Assigned task 1: In the article about the Babylon app privacy incident, list every step Babylon's quoted statement says the company took in response.
Assigned task 2: Write out the part of the Babylon app privacy article starting at "In response, Babylon" and ending at "other users’ consultations.".
Assigned task 3: Extend the article about the Babylon app exposing patients' consultation videos, picking up after its last sentence.
___ Extract to read
Yesterday, a user of the Babylon software tweeted the company revealing that the section of app that allows users to rewatch videos of previous medical consultations was offering him access to more than 50 videos – most of which were of other patients.

In response, Babylon indicated that one of its doctors had already alerted the company to the problem – which had been remedied. The incident had also been reported to data-protection regulators, it added.

“This should not have happened and we disabled patient access to this feature within two hours of one of our clinicians bringing it to our attention,” Babylon said. “Our data protection officer alerted the Information Commissioner’s Office, and we are sharing all necessary documentation with them. Only a very small number of patients were involved, and only one patient’s video was viewed. We have been in touch with everyone to offer our apologies and support.”

In a statement issued later on, the firm said that only three patients – all of whom had booked or held a doctor’s appointment yesterday – had been able to view recordings of other users’ consultations.
______
___ Recorded data
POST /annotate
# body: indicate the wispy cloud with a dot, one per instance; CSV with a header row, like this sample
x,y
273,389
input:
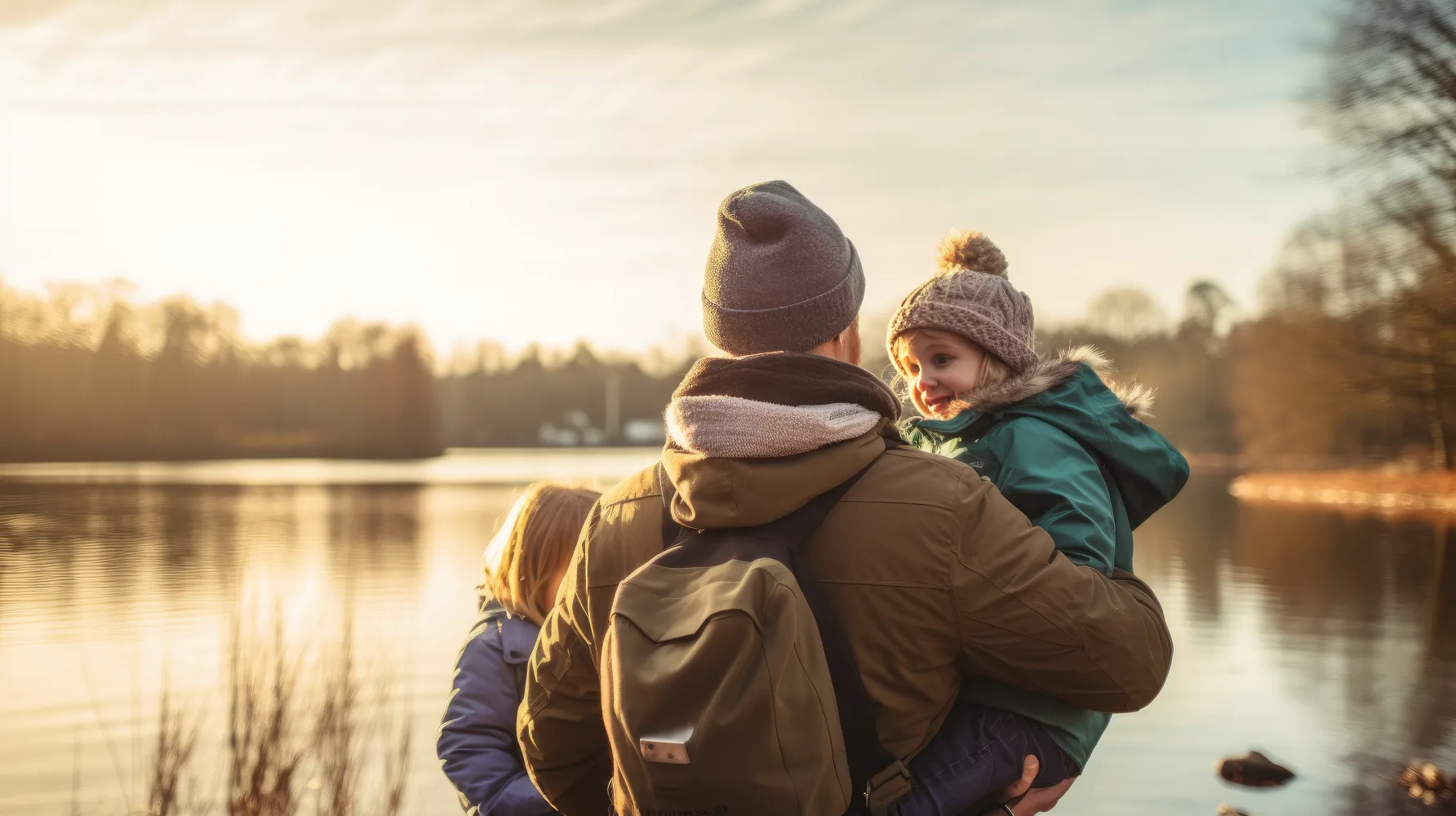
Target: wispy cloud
x,y
495,146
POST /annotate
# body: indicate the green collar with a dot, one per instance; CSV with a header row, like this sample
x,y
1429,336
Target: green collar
x,y
948,427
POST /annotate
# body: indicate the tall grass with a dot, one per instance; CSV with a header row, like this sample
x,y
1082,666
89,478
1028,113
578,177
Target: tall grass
x,y
284,743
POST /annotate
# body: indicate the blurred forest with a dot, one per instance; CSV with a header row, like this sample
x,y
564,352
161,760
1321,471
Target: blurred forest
x,y
1350,357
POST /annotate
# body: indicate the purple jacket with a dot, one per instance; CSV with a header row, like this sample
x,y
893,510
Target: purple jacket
x,y
478,736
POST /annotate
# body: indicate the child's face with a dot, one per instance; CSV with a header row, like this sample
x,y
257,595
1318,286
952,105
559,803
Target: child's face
x,y
939,366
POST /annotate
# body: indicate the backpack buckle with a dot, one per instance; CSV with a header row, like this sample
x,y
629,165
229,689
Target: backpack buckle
x,y
887,786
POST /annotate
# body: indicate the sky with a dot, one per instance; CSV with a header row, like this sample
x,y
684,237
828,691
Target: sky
x,y
549,171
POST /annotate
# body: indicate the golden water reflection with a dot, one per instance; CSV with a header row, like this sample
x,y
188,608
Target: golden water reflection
x,y
1328,641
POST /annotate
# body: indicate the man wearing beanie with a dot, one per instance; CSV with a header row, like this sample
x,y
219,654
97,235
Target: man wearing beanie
x,y
930,572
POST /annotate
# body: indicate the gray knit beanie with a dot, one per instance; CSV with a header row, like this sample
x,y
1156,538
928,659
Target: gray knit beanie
x,y
781,275
973,299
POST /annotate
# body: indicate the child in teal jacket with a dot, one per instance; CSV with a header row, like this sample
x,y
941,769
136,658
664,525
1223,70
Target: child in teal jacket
x,y
1064,448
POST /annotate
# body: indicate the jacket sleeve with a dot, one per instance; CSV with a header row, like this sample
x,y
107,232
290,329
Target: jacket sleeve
x,y
1058,483
564,739
478,736
1032,619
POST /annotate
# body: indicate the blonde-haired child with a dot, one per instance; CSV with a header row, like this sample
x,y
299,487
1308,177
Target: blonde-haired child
x,y
1060,446
525,565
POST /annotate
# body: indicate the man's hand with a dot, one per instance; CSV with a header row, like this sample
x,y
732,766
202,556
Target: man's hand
x,y
1023,800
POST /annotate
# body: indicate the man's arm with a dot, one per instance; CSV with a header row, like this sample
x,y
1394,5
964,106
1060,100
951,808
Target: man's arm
x,y
1032,619
564,741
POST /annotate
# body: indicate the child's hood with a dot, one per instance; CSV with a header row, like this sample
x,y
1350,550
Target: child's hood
x,y
1071,392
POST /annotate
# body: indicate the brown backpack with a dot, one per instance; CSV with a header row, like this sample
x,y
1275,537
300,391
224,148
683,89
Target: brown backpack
x,y
728,689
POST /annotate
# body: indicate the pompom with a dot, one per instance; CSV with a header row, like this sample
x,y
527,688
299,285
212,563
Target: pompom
x,y
971,252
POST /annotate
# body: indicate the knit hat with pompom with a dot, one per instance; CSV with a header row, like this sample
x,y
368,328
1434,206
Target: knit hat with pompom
x,y
973,299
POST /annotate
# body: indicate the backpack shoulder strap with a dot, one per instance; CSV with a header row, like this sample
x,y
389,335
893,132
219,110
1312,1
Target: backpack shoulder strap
x,y
672,531
856,716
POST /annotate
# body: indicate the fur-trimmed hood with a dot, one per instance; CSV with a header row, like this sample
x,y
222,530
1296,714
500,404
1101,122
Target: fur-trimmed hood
x,y
1051,371
1072,394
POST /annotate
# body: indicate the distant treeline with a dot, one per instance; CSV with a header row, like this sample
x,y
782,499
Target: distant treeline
x,y
492,401
1350,357
89,375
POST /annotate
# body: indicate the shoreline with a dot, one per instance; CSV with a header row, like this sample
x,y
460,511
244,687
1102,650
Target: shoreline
x,y
1369,490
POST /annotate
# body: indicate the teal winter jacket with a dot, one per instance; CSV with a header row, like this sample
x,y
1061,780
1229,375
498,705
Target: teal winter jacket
x,y
1075,457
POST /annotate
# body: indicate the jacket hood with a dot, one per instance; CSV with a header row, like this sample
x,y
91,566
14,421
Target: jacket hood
x,y
1051,371
1072,393
755,438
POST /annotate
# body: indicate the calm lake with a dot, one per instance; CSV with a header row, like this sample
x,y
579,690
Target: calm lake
x,y
1327,641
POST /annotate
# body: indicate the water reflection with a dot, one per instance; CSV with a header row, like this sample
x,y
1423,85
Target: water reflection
x,y
1327,641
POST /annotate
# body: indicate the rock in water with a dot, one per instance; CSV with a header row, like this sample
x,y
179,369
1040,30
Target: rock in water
x,y
1427,783
1254,769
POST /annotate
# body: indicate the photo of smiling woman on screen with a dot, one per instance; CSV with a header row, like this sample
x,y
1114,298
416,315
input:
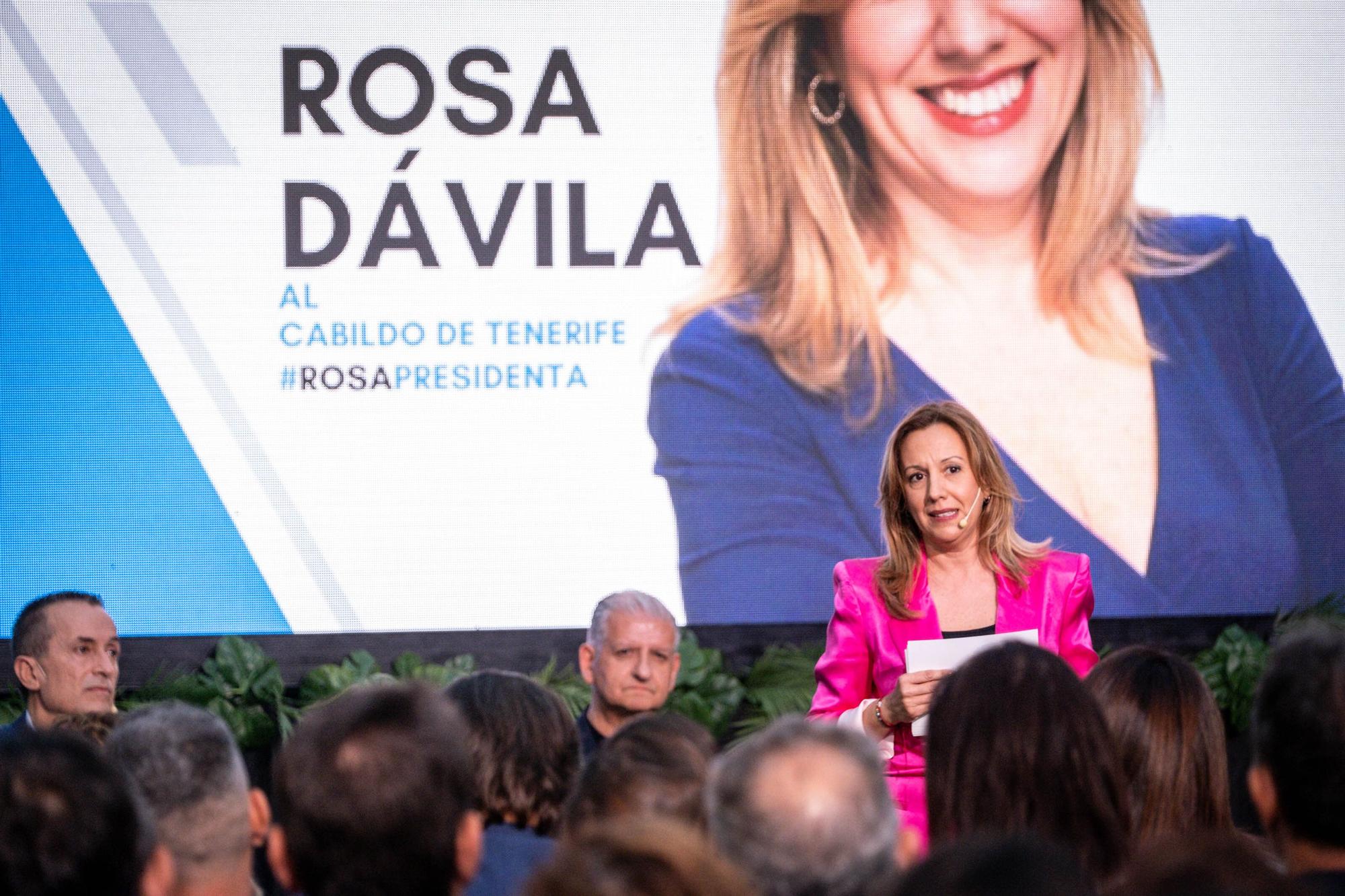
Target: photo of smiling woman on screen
x,y
925,201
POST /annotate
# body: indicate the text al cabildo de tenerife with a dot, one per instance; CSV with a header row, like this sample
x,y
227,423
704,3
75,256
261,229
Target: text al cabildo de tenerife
x,y
321,228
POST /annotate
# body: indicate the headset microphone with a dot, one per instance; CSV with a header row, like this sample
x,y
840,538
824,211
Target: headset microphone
x,y
962,524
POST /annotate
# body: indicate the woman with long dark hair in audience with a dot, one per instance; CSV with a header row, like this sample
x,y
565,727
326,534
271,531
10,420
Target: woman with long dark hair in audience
x,y
527,752
1017,745
954,567
1171,739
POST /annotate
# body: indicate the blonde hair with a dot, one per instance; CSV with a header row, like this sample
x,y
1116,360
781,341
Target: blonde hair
x,y
999,545
801,197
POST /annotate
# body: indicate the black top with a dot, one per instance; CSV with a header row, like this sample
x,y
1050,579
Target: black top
x,y
1325,883
972,633
590,737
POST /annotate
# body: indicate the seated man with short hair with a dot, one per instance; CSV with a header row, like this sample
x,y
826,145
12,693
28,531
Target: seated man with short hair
x,y
67,659
375,794
188,767
1297,779
630,659
72,823
804,807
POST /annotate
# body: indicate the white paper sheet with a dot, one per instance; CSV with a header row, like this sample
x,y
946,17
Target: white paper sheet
x,y
950,653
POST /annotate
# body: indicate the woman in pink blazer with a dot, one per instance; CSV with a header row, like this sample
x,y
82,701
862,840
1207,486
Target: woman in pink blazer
x,y
956,567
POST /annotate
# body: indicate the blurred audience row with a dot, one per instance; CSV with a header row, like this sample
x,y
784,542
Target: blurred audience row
x,y
1038,783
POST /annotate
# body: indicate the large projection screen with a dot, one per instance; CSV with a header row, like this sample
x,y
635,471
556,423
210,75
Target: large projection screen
x,y
344,317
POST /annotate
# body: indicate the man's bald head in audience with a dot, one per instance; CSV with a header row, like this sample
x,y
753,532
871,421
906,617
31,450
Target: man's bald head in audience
x,y
805,807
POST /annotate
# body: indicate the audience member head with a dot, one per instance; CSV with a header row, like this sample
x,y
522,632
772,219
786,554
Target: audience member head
x,y
375,794
1297,780
638,857
189,770
630,658
984,865
654,766
1171,740
804,807
1203,864
525,747
72,823
1017,731
65,657
93,727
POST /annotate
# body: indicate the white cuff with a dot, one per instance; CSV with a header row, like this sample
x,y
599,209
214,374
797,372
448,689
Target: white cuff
x,y
853,719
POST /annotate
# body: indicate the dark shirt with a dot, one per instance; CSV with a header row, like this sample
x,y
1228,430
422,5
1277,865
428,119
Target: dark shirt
x,y
590,737
972,633
508,860
1324,883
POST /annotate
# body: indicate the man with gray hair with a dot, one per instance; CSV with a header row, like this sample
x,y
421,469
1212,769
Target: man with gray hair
x,y
188,766
630,659
805,810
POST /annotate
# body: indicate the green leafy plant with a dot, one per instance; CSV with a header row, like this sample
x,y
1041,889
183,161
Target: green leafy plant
x,y
567,682
329,680
1330,610
186,686
248,693
411,666
1231,669
705,690
779,684
11,705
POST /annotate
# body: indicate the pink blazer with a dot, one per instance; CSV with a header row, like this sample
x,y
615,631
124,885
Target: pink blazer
x,y
867,647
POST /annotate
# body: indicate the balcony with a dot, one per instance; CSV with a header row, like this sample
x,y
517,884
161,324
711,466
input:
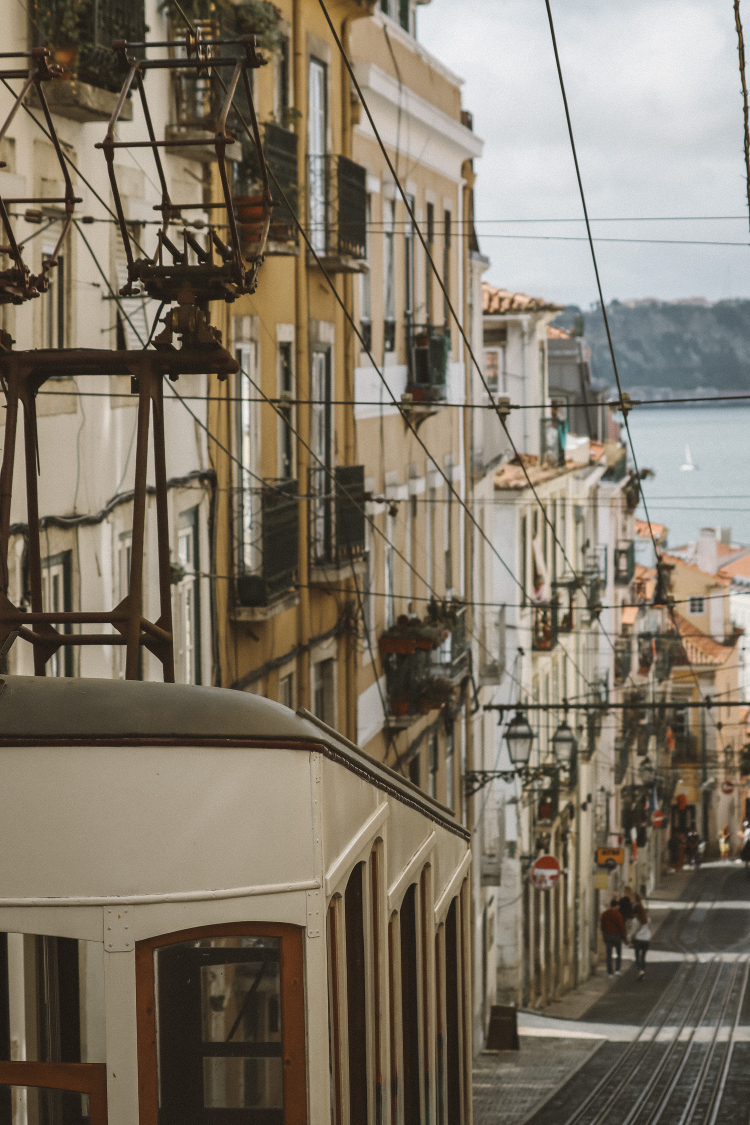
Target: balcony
x,y
336,523
415,682
270,588
428,350
280,151
92,79
624,563
337,213
544,627
451,658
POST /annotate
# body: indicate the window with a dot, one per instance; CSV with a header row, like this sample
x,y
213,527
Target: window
x,y
432,779
323,691
431,248
287,691
357,996
247,501
321,426
446,264
317,142
408,262
54,302
56,597
229,1013
366,290
389,273
286,423
187,609
450,767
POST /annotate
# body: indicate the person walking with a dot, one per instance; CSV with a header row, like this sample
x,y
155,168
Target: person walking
x,y
641,935
614,934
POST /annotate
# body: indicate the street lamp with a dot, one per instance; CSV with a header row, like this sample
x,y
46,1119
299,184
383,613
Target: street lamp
x,y
520,738
563,744
647,771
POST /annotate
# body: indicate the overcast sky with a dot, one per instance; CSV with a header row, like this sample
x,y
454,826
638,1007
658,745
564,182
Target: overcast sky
x,y
654,95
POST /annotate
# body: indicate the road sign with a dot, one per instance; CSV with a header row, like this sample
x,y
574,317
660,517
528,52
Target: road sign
x,y
610,856
545,872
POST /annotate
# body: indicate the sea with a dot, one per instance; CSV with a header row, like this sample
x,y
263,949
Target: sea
x,y
716,492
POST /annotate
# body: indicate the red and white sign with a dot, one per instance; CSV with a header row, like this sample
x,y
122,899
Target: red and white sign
x,y
545,872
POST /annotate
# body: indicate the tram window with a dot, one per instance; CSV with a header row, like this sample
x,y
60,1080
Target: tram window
x,y
219,1029
357,997
409,1007
452,1016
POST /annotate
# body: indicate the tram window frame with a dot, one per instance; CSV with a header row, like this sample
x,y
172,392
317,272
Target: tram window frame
x,y
292,1011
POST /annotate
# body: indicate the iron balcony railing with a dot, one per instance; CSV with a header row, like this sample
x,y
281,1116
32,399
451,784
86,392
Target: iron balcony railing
x,y
336,515
337,207
451,658
428,349
544,627
87,53
279,533
624,563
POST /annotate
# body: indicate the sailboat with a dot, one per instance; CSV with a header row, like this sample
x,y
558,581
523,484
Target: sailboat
x,y
688,461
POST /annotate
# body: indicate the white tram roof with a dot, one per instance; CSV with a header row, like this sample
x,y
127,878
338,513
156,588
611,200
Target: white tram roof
x,y
60,710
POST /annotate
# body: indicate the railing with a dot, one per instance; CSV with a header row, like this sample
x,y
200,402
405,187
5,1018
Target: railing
x,y
279,512
337,207
428,349
624,563
336,515
544,627
451,658
80,36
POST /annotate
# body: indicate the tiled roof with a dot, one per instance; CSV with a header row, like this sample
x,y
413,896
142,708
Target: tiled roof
x,y
499,302
699,648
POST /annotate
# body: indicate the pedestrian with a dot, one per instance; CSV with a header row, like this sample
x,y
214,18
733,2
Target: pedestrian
x,y
672,845
641,935
613,932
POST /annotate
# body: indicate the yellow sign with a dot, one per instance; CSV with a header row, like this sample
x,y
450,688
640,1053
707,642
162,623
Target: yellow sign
x,y
611,854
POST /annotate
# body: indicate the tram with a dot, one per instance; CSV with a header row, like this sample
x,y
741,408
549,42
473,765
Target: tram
x,y
217,911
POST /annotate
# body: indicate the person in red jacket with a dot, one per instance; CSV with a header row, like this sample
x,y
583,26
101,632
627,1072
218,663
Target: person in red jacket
x,y
614,934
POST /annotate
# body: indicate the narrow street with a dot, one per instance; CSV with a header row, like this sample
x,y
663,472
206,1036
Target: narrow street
x,y
674,1049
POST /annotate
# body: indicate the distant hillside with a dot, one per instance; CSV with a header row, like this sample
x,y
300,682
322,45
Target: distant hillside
x,y
680,347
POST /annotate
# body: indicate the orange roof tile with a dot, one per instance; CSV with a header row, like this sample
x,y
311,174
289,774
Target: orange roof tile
x,y
499,302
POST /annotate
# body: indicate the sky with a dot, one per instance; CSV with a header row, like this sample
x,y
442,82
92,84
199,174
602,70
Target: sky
x,y
654,95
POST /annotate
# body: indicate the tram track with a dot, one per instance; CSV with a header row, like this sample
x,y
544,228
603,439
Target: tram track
x,y
678,1068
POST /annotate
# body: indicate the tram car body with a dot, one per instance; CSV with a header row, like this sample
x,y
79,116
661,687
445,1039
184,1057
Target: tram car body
x,y
217,911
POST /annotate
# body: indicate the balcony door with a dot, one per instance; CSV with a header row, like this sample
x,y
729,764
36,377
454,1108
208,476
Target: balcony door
x,y
322,460
317,115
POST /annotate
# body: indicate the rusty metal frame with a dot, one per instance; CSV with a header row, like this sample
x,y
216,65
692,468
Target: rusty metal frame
x,y
21,375
204,279
18,284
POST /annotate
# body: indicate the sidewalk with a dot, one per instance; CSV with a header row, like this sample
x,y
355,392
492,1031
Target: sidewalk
x,y
509,1086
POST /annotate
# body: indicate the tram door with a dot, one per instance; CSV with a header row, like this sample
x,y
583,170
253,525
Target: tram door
x,y
220,1016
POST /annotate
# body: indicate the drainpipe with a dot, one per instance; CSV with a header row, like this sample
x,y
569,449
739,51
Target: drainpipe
x,y
301,347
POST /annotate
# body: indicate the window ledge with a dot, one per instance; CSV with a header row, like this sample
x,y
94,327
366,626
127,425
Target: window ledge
x,y
81,101
288,601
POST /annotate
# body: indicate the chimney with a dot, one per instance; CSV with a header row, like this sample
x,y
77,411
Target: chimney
x,y
706,550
______
Task result 1:
- Disabled patient access to the feature within two hours of a clinician bringing the problem to its attention
- Had its data protection officer alert the Information Commissioner's Office
- Is sharing all necessary documentation with the Information Commissioner's Office
- Contacted everyone involved to offer apologies and support

Task result 2:
In response, Babylon indicated that one of its doctors had already alerted the company to the problem – which had been remedied. The incident had also been reported to data-protection regulators, it added.

“This should not have happened and we disabled patient access to this feature within two hours of one of our clinicians bringing it to our attention,” Babylon said. “Our data protection officer alerted the Information Commissioner’s Office, and we are sharing all necessary documentation with them. Only a very small number of patients were involved, and only one patient’s video was viewed. We have been in touch with everyone to offer our apologies and support.”

In a statement issued later on, the firm said that only three patients – all of whom had booked or held a doctor’s appointment yesterday – had been able to view recordings of other users’ consultations.

Task result 3:
“This was the result of a software error rather than a malicious attack,” it said. “The problem was identified and resolved quickly. Of course, we take any security issue, however small, very seriously, and have contacted the patients affected to update, apologise to and support, where required.”

Babylon Health has an estimated 2.3 million registered users in the UK. Among these are more than 75,000 people – including health secretary Matt Hancock – who have switched their NHS GP registration to GP at Hand.

The program, which is currently available for citizens of London and Birmingham, offers video consultations around the clock, and aims to allow users to talk to a doctor within two hours. If a follow-up examination is required, it can offer physical appointments at a number of clinics in the two cities in which it currently operates.